▶ WHAT TO PRODUCE:
Please write out each entry below exactly as it appears.
•••
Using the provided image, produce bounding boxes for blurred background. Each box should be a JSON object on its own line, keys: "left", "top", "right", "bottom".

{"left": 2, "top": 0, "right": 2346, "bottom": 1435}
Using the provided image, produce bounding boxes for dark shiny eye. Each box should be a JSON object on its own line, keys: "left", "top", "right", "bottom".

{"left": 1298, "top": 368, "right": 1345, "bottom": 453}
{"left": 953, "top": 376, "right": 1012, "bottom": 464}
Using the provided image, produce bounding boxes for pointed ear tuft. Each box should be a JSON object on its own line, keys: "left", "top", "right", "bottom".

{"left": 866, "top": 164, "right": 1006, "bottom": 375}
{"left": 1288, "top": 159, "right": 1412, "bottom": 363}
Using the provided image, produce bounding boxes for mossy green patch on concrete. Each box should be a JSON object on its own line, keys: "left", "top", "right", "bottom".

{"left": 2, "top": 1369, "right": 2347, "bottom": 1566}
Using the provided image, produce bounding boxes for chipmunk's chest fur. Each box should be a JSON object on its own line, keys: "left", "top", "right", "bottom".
•••
▶ RESPONSE AREA:
Using the provided image, produce bounding boxes for blurred background. Each box should be a JSON object on its own line, keys: "left", "top", "right", "bottom".

{"left": 2, "top": 0, "right": 2346, "bottom": 1435}
Using the provided image, produce bounding boxes for dark shiny eye. Each box should be a JSON object on its own line, keys: "left", "top", "right", "bottom".

{"left": 1298, "top": 368, "right": 1345, "bottom": 453}
{"left": 953, "top": 376, "right": 1012, "bottom": 464}
Using the provided image, produce bounding boxes for pointed ear tuft. Each box should be a JSON object on its own line, keys: "left", "top", "right", "bottom".

{"left": 866, "top": 164, "right": 1006, "bottom": 375}
{"left": 1288, "top": 159, "right": 1412, "bottom": 363}
Using the provided image, produce bounding boxes for mossy green patch on concrete. Each box should be a JSON object on its own line, keys: "left", "top", "right", "bottom".

{"left": 2, "top": 1369, "right": 2347, "bottom": 1566}
Using the provided image, produce bounding boxes for chipmunk's chest fur. Each box should be a JSON object on its own line, keys: "left", "top", "right", "bottom".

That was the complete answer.